_OBJECTIVE_
Copy out all the entries word for word.

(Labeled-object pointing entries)
--- --- ---

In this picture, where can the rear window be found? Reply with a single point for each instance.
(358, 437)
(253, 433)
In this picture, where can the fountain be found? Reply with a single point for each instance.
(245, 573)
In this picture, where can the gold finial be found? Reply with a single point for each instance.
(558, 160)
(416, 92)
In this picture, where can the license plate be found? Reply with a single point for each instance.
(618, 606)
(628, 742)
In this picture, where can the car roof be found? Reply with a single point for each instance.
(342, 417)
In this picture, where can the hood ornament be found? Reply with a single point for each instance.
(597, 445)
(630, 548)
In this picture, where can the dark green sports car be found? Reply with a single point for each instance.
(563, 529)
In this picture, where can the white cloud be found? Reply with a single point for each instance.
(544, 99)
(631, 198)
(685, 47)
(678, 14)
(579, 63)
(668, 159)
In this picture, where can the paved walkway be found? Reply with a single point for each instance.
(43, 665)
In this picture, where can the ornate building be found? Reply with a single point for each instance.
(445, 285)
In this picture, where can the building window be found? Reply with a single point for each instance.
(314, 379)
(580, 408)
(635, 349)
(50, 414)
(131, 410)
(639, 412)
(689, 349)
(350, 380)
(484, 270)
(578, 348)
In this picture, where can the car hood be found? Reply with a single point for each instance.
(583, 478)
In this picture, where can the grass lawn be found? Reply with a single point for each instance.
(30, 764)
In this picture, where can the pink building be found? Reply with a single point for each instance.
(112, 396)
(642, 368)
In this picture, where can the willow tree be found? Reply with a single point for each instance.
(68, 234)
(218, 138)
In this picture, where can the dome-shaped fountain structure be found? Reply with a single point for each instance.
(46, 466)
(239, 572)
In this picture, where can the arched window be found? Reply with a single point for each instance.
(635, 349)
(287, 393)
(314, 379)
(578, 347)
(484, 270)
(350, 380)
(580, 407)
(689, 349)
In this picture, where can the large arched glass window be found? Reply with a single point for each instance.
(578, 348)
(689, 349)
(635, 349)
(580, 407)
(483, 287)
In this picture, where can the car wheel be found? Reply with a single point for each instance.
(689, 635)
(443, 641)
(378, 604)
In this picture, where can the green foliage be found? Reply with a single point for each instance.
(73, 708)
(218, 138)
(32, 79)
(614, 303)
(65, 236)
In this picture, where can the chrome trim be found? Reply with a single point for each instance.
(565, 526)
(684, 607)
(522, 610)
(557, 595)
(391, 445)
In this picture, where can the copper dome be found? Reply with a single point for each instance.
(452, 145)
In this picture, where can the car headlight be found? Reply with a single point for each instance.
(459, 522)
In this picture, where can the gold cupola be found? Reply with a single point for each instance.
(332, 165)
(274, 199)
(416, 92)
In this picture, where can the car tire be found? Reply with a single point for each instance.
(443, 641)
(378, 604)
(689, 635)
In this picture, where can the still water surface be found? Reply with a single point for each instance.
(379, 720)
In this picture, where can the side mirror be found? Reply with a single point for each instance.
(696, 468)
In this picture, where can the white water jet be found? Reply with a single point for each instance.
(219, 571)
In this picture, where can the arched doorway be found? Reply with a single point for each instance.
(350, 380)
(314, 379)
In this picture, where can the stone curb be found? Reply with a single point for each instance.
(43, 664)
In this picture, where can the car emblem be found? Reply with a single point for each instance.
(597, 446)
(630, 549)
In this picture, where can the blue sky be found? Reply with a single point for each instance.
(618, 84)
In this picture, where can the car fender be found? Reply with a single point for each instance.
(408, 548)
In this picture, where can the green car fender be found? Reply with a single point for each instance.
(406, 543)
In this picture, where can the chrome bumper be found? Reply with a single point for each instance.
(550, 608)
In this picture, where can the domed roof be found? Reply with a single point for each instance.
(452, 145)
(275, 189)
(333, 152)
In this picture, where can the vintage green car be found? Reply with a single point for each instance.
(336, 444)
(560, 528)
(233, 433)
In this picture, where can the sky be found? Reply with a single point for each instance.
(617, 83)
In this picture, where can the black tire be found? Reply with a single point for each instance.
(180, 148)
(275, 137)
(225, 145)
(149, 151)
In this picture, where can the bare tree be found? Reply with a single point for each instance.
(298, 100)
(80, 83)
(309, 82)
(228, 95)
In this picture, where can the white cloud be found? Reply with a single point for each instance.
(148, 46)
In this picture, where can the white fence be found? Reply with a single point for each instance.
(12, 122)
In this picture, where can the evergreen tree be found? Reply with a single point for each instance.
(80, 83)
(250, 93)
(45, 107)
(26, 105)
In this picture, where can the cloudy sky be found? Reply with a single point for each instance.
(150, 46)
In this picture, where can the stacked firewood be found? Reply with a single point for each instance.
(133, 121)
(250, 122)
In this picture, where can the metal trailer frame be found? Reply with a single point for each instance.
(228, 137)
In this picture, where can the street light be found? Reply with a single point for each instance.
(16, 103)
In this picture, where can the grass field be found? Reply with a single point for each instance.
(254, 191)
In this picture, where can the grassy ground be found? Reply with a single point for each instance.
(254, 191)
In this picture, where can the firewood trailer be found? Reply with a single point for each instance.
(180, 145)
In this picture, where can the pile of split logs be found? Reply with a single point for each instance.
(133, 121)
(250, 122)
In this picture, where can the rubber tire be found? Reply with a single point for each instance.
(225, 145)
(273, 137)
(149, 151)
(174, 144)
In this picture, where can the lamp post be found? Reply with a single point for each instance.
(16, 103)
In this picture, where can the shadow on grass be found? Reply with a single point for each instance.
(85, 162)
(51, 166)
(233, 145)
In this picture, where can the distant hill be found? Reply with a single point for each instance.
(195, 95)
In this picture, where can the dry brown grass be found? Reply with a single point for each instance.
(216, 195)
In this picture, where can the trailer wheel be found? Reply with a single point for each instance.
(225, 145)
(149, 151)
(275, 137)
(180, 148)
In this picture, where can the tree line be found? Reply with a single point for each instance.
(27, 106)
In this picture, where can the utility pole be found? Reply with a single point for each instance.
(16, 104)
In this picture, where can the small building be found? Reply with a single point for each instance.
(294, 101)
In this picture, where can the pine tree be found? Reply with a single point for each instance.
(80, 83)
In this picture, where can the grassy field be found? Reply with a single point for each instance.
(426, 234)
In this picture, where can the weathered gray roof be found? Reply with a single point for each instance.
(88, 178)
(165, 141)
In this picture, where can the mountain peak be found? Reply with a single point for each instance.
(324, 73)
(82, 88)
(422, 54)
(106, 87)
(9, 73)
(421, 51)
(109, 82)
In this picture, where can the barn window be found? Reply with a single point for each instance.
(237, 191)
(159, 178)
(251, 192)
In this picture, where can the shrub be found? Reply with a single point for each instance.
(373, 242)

--- --- ---

_FINAL RESULT_
In this picture, where can the rear window be found? Reply with a single point for each instance.
(358, 437)
(253, 433)
In this picture, where can the fountain be found? Reply with a single point for each instance.
(245, 573)
In this picture, where can the gold finial be found? Reply with a single point for each instance.
(558, 160)
(416, 92)
In this picture, where can the license plate be found? Reply with a single point for each instance.
(618, 606)
(628, 742)
In this picture, where can the car roof be found? Reply with a single point for each instance.
(342, 417)
In this picture, where can the hood ornament be found? Reply with a single point for each instance.
(597, 445)
(630, 548)
In this picture, where can the dark green sports car be found? Reply with a single point for each instance.
(563, 529)
In this picture, where can the white cloud be found? Reply with a single point for each instance.
(544, 99)
(631, 198)
(685, 47)
(678, 14)
(579, 63)
(668, 159)
In this picture, where can the paved walkway be found? Reply with a single point for each instance.
(43, 665)
In this picture, where can the ornate building be found? Reply with a single point for each instance.
(445, 285)
In this picture, where can the building window be found? Reply with a single point for each instance.
(314, 379)
(580, 408)
(635, 349)
(50, 414)
(131, 410)
(639, 412)
(689, 349)
(350, 380)
(484, 270)
(578, 348)
In this picture, where can the car hood be found? Reply with a single point for each instance.
(583, 478)
In this picture, where can the grass lawn be found? Reply with a single point for each instance.
(30, 764)
In this picture, where can the pink building be found? Reply with a single point for each instance.
(112, 396)
(642, 368)
In this picture, where can the willow tree be found? Reply with a single point for each instance.
(68, 234)
(218, 138)
In this picture, where can the dome-shaped fountain structure be found? Reply with a single point for each instance.
(46, 466)
(239, 572)
In this picture, where can the arched window be found? Reply with a single point for each instance.
(635, 349)
(287, 393)
(314, 379)
(578, 347)
(484, 270)
(350, 380)
(580, 407)
(689, 349)
In this picture, where can the large arched glass window be found? Reply with a single point for each instance.
(578, 348)
(689, 349)
(635, 349)
(580, 407)
(483, 287)
In this picture, where can the car wheel be found? Reply with a single point for each instance.
(689, 635)
(443, 641)
(378, 604)
In this picture, where can the green foliage be found? Reply with a single point for each instance.
(73, 708)
(218, 138)
(32, 79)
(614, 303)
(65, 236)
In this picture, where can the chrome trim be found? Reply with a single point for each instance.
(565, 526)
(684, 607)
(522, 610)
(557, 595)
(391, 445)
In this picture, where can the copper dome be found? Reply with a single point for each instance.
(452, 145)
In this picture, where can the car headlight be found? Reply with a single point for each instance.
(459, 522)
In this picture, where can the gold cupola be found? Reply with a single point for each instance.
(332, 165)
(274, 199)
(416, 92)
In this picture, where can the car tire be found? Reply with a single point for each instance.
(443, 641)
(378, 604)
(689, 635)
In this picture, where can the still water surface be found? Reply with a single point for each instance.
(379, 720)
In this picture, where can the side mirror be found? Reply with a single point for each instance.
(696, 468)
In this picture, where can the white water jet be found? Reply with a single point for each instance.
(219, 571)
In this picture, where can the arched doorway be found? Reply with a single point for each instance.
(350, 380)
(314, 379)
In this picture, where can the stone curb be found? Reply with a single point for each instance.
(43, 664)
In this picture, where can the car emblem be found? Reply with a single point for each instance.
(597, 446)
(630, 549)
In this picture, where can the blue sky be found? Reply with a single point for each instance.
(618, 84)
In this picture, where can the car fender be found? Reply with a single point for each instance.
(408, 548)
In this picture, where can the green car fender be found? Reply with a single point for each instance.
(406, 543)
In this picture, where can the chrome bumper be found? Reply with a single point for each instance.
(550, 608)
In this picture, where can the domed roof be found? Reply with a single point for each instance.
(452, 145)
(275, 189)
(333, 152)
In this picture, where can the vintage green car be found? Reply with a single point for each instance.
(336, 444)
(560, 528)
(233, 433)
In this picture, where can the sky be found? Reply with a single point for each instance.
(617, 83)
In this picture, where can the black tire be found? Reply with a single point for each instance.
(180, 148)
(275, 137)
(225, 145)
(149, 151)
In this picture, where can the bare tree be found? Reply with a single point for each instance.
(298, 100)
(80, 83)
(309, 82)
(228, 95)
In this picture, where can the white cloud be found? Reply with a single point for each instance.
(148, 46)
In this picture, where can the white fence be found? Reply with a single point for each instance.
(12, 122)
In this picture, where can the evergreen tree be found? Reply with a single point for each instance.
(80, 83)
(250, 93)
(45, 107)
(26, 105)
In this picture, where can the cloudy sky be found? Reply with a single point for each instance.
(150, 46)
In this picture, where can the stacked firewood be found? Reply with a single point for each instance.
(133, 121)
(250, 122)
In this picture, where can the metal trailer frame be found? Reply with a single point for each instance.
(228, 137)
In this picture, where can the street light be found? Reply with a single point for each instance.
(16, 103)
In this picture, where can the grass field be found? Reply with a single point for each instance.
(254, 191)
In this picture, where can the grassy ground be found? Reply with a single point for each instance.
(254, 191)
In this picture, where can the firewood trailer be found? Reply with a single point for each instance.
(180, 145)
In this picture, where can the pile of split logs be found? Reply with a single point for each instance.
(133, 121)
(250, 122)
In this picture, where can the rubber tire be found? Reply with a single point for each instance.
(225, 145)
(273, 137)
(149, 151)
(174, 144)
In this picture, where can the lamp post be found? Reply with a single point for each instance.
(16, 103)
In this picture, where can the shadow on grass be found? Reply with a single point for each instance.
(85, 162)
(51, 166)
(233, 145)
In this picture, where can the distant hill be found? Reply with a single point for each instance.
(195, 95)
In this picture, where can the dry brown grass be found? Reply with a single point for each instance.
(216, 195)
In this picture, where can the trailer wheel be found? Reply with a single point for each instance.
(225, 145)
(149, 151)
(275, 137)
(180, 148)
In this picture, where can the tree line be found? Reply with a single point for each instance.
(27, 106)
In this picture, where can the utility pole be found? Reply with a single point for each instance.
(16, 104)
In this picture, where can the small building be found? Reply with a single point for each instance.
(294, 101)
In this picture, where can the pine tree be found? Reply with a single point for each instance.
(80, 83)
In this picture, where can the grassy field be found? Reply with a single point for each instance.
(426, 234)
In this picture, where can the weathered gray roof be found? Reply with a single point for each instance.
(88, 178)
(165, 141)
In this picture, where can the mountain peak be found? Reply with a single point for each instance.
(324, 73)
(82, 88)
(422, 54)
(106, 87)
(9, 73)
(421, 51)
(109, 82)
In this picture, where can the barn window be found? Reply with a single point for each instance.
(237, 191)
(159, 178)
(251, 192)
In this picture, where can the shrub be found? Reply with a single point for each instance.
(373, 242)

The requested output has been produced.